Task objective: Reproduce, with no changes, the line where "point: white protest" appears and every subsequent line of the listing, the last one included.

== Records for processing ==

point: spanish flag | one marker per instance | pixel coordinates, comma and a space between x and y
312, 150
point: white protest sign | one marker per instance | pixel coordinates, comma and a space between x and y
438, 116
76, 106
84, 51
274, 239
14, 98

===

Task response:
point: white protest sign | one marker per instance | pixel coordinates, comma and a space between x and y
438, 116
76, 106
84, 51
274, 239
14, 98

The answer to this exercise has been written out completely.